[[ MATERIAL SHOWN open ]]
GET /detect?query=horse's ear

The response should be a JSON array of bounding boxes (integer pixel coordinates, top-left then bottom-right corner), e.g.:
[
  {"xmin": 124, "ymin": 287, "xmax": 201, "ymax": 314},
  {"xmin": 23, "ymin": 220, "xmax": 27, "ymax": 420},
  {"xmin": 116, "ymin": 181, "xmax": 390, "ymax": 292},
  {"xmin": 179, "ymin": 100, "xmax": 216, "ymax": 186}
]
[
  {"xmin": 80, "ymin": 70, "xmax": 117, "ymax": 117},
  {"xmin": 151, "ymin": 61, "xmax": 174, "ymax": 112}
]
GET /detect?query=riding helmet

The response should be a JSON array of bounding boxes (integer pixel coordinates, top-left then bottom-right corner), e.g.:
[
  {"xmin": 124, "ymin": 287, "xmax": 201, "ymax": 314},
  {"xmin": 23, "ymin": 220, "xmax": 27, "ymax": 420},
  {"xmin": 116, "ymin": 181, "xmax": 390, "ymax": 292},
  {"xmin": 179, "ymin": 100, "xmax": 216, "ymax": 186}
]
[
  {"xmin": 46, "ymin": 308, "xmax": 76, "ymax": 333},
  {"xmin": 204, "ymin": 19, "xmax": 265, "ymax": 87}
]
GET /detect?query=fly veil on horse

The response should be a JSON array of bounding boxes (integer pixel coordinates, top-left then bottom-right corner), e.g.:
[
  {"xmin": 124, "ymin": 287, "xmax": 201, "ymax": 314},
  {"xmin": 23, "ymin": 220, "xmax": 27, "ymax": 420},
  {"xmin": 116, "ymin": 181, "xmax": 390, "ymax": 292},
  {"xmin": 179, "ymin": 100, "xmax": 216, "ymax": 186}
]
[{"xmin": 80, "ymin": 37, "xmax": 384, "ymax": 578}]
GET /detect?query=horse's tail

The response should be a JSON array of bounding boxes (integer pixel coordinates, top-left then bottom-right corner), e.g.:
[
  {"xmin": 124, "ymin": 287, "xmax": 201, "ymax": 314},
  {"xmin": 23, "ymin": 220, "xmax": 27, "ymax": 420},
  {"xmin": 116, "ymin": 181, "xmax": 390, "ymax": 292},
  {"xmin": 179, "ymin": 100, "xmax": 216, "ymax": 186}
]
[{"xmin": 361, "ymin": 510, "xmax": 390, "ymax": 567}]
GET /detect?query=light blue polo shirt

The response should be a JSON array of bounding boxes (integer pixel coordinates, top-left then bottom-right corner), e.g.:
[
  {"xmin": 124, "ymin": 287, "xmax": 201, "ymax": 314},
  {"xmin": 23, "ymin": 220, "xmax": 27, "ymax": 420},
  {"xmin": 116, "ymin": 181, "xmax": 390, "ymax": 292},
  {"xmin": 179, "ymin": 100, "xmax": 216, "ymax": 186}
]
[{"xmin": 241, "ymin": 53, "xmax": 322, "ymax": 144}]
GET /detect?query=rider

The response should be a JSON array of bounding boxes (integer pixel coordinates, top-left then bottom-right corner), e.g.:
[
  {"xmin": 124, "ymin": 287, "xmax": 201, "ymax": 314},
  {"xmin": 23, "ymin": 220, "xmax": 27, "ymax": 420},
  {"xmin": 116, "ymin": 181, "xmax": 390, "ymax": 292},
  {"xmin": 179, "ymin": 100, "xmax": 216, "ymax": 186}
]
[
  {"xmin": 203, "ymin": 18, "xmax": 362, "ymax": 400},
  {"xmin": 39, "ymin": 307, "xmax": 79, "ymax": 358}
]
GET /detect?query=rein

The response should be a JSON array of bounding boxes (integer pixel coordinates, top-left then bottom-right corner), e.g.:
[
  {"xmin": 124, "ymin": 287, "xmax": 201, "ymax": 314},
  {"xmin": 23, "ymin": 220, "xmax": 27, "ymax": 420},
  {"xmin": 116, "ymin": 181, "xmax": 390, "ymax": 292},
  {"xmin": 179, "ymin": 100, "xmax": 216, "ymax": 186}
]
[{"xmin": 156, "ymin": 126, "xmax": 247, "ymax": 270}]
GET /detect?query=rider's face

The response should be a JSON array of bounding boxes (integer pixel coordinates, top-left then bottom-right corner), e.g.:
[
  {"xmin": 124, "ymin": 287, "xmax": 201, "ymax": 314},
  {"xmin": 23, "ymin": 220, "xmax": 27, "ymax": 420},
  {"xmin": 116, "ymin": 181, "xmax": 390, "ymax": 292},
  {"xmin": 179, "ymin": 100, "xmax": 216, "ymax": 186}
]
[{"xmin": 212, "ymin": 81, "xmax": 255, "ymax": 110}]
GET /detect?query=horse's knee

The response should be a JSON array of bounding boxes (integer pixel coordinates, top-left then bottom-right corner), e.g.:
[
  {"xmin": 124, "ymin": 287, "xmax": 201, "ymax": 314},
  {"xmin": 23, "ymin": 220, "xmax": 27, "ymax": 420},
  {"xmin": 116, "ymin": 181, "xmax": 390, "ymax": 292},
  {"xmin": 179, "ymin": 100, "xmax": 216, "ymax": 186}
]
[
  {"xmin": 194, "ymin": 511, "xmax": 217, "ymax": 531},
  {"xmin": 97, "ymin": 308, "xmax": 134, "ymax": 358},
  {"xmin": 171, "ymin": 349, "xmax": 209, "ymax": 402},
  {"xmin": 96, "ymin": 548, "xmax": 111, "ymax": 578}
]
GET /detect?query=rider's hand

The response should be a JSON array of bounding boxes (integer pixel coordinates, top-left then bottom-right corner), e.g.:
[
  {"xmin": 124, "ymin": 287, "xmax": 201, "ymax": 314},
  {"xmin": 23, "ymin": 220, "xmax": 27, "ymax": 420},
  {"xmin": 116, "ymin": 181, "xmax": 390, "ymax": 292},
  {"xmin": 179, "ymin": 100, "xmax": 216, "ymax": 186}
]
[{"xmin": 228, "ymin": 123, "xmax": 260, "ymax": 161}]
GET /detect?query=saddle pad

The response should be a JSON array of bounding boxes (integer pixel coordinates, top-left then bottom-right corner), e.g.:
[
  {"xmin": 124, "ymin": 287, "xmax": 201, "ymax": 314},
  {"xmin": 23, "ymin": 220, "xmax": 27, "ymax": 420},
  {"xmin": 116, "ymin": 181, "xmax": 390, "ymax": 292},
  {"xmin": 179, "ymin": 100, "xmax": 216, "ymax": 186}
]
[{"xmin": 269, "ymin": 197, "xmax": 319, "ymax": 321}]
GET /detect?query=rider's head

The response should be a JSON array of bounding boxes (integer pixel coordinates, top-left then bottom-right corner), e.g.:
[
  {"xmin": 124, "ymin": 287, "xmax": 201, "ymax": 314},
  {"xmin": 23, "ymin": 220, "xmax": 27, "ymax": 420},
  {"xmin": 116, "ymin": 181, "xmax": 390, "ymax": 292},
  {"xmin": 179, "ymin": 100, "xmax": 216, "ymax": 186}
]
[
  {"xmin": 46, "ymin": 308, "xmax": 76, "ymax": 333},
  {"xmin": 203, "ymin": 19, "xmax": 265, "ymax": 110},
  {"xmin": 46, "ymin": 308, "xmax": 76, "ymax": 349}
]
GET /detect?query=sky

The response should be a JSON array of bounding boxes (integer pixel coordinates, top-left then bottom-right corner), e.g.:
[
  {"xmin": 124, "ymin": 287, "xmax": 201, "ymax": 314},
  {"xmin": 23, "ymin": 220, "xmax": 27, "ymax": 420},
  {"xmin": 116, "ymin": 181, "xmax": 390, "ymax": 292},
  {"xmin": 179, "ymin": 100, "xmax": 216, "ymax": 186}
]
[[ MATERIAL SHOWN closed ]]
*WHAT NEEDS TO BE DONE:* With no line skipped, repeat the records exactly.

*WRITTEN REPLY:*
GET /detect?query=horse's ear

The response should be a JSON array of bounding boxes (integer pixel coordinates, top-left then bottom-right corner), e.g.:
[
  {"xmin": 124, "ymin": 287, "xmax": 201, "ymax": 314},
  {"xmin": 23, "ymin": 220, "xmax": 27, "ymax": 420},
  {"xmin": 116, "ymin": 181, "xmax": 390, "ymax": 292},
  {"xmin": 179, "ymin": 100, "xmax": 216, "ymax": 186}
]
[
  {"xmin": 80, "ymin": 70, "xmax": 117, "ymax": 117},
  {"xmin": 151, "ymin": 61, "xmax": 174, "ymax": 112}
]
GET /detect?query=riding helmet

The response should be a JSON array of bounding boxes (integer pixel coordinates, top-left then bottom-right corner), e.g.:
[
  {"xmin": 124, "ymin": 287, "xmax": 201, "ymax": 314},
  {"xmin": 23, "ymin": 220, "xmax": 27, "ymax": 420},
  {"xmin": 116, "ymin": 181, "xmax": 390, "ymax": 292},
  {"xmin": 179, "ymin": 100, "xmax": 216, "ymax": 186}
]
[
  {"xmin": 46, "ymin": 308, "xmax": 76, "ymax": 333},
  {"xmin": 204, "ymin": 19, "xmax": 265, "ymax": 87}
]
GET /detect?query=fly veil on horse

The response should be a JSON array of bounding boxes (integer pixel coordinates, top-left then bottom-right corner), e.g.:
[
  {"xmin": 124, "ymin": 287, "xmax": 201, "ymax": 314},
  {"xmin": 23, "ymin": 220, "xmax": 27, "ymax": 420},
  {"xmin": 116, "ymin": 181, "xmax": 390, "ymax": 292},
  {"xmin": 179, "ymin": 100, "xmax": 216, "ymax": 186}
]
[{"xmin": 80, "ymin": 37, "xmax": 384, "ymax": 578}]
GET /detect?query=horse's tail

The response should be a JSON array of bounding boxes (integer pixel coordinates, top-left then bottom-right corner), e.g.:
[
  {"xmin": 124, "ymin": 287, "xmax": 201, "ymax": 314},
  {"xmin": 23, "ymin": 220, "xmax": 27, "ymax": 420},
  {"xmin": 116, "ymin": 181, "xmax": 390, "ymax": 292},
  {"xmin": 179, "ymin": 100, "xmax": 216, "ymax": 186}
]
[{"xmin": 361, "ymin": 510, "xmax": 390, "ymax": 567}]
GET /detect?query=light blue polo shirt

The response should be a JSON array of bounding boxes (integer pixel coordinates, top-left then bottom-right corner), e.g.:
[
  {"xmin": 124, "ymin": 287, "xmax": 201, "ymax": 314},
  {"xmin": 23, "ymin": 220, "xmax": 27, "ymax": 420},
  {"xmin": 116, "ymin": 181, "xmax": 390, "ymax": 292},
  {"xmin": 179, "ymin": 100, "xmax": 216, "ymax": 186}
]
[{"xmin": 241, "ymin": 53, "xmax": 322, "ymax": 144}]
GET /detect?query=rider

The response should be a JSON array of bounding boxes (integer pixel coordinates, top-left then bottom-right corner), e.g.:
[
  {"xmin": 124, "ymin": 287, "xmax": 201, "ymax": 314},
  {"xmin": 23, "ymin": 220, "xmax": 27, "ymax": 420},
  {"xmin": 116, "ymin": 181, "xmax": 390, "ymax": 292},
  {"xmin": 179, "ymin": 100, "xmax": 216, "ymax": 186}
]
[
  {"xmin": 203, "ymin": 18, "xmax": 362, "ymax": 400},
  {"xmin": 39, "ymin": 307, "xmax": 79, "ymax": 358}
]
GET /detect?query=rein

The response should be a JSON array of bounding boxes (integer pixel coordinates, top-left then bottom-right corner), e.g.:
[
  {"xmin": 124, "ymin": 287, "xmax": 201, "ymax": 314},
  {"xmin": 23, "ymin": 220, "xmax": 27, "ymax": 420},
  {"xmin": 116, "ymin": 181, "xmax": 390, "ymax": 292},
  {"xmin": 179, "ymin": 100, "xmax": 216, "ymax": 186}
]
[{"xmin": 156, "ymin": 126, "xmax": 247, "ymax": 270}]
GET /detect?query=rider's face

The response should be a JSON array of bounding boxes (integer pixel coordinates, top-left then bottom-right corner), e.g.:
[
  {"xmin": 124, "ymin": 287, "xmax": 201, "ymax": 314},
  {"xmin": 23, "ymin": 220, "xmax": 27, "ymax": 420},
  {"xmin": 116, "ymin": 181, "xmax": 390, "ymax": 292},
  {"xmin": 179, "ymin": 100, "xmax": 216, "ymax": 186}
]
[{"xmin": 212, "ymin": 81, "xmax": 255, "ymax": 110}]
GET /detect?query=horse's knee

The response should be a JSON array of bounding boxes (integer pixel coordinates, top-left then bottom-right corner), e.g.:
[
  {"xmin": 124, "ymin": 287, "xmax": 201, "ymax": 314},
  {"xmin": 23, "ymin": 220, "xmax": 27, "ymax": 420},
  {"xmin": 116, "ymin": 181, "xmax": 390, "ymax": 292},
  {"xmin": 179, "ymin": 100, "xmax": 216, "ymax": 186}
]
[
  {"xmin": 194, "ymin": 511, "xmax": 217, "ymax": 531},
  {"xmin": 97, "ymin": 308, "xmax": 134, "ymax": 358},
  {"xmin": 171, "ymin": 349, "xmax": 209, "ymax": 402},
  {"xmin": 96, "ymin": 548, "xmax": 111, "ymax": 578}
]
GET /detect?query=rider's hand

The response should be a JSON array of bounding boxes (integer pixel coordinates, top-left then bottom-right corner), e.g.:
[
  {"xmin": 124, "ymin": 287, "xmax": 201, "ymax": 314},
  {"xmin": 23, "ymin": 220, "xmax": 27, "ymax": 420},
  {"xmin": 116, "ymin": 181, "xmax": 390, "ymax": 292},
  {"xmin": 179, "ymin": 100, "xmax": 216, "ymax": 186}
]
[{"xmin": 228, "ymin": 123, "xmax": 260, "ymax": 161}]
GET /detect?query=saddle pad

The response should be a JSON array of bounding boxes (integer pixel coordinates, top-left then bottom-right corner), e.g.:
[
  {"xmin": 124, "ymin": 287, "xmax": 201, "ymax": 314},
  {"xmin": 23, "ymin": 220, "xmax": 27, "ymax": 420},
  {"xmin": 116, "ymin": 181, "xmax": 390, "ymax": 292},
  {"xmin": 179, "ymin": 100, "xmax": 216, "ymax": 186}
]
[{"xmin": 269, "ymin": 197, "xmax": 319, "ymax": 321}]
GET /detect?query=rider's head

The response should be a JSON array of bounding boxes (integer pixel coordinates, top-left then bottom-right corner), e.g.:
[
  {"xmin": 124, "ymin": 287, "xmax": 201, "ymax": 314},
  {"xmin": 23, "ymin": 220, "xmax": 27, "ymax": 420},
  {"xmin": 116, "ymin": 181, "xmax": 390, "ymax": 292},
  {"xmin": 179, "ymin": 100, "xmax": 216, "ymax": 186}
]
[
  {"xmin": 46, "ymin": 308, "xmax": 76, "ymax": 333},
  {"xmin": 203, "ymin": 19, "xmax": 265, "ymax": 110},
  {"xmin": 46, "ymin": 308, "xmax": 76, "ymax": 349}
]
GET /detect?query=sky

The response should be a JSON array of bounding boxes (integer pixel coordinates, top-left then bottom-right corner), e.g.:
[
  {"xmin": 124, "ymin": 287, "xmax": 201, "ymax": 314},
  {"xmin": 23, "ymin": 220, "xmax": 27, "ymax": 420},
  {"xmin": 116, "ymin": 181, "xmax": 390, "ymax": 292},
  {"xmin": 179, "ymin": 100, "xmax": 216, "ymax": 186}
]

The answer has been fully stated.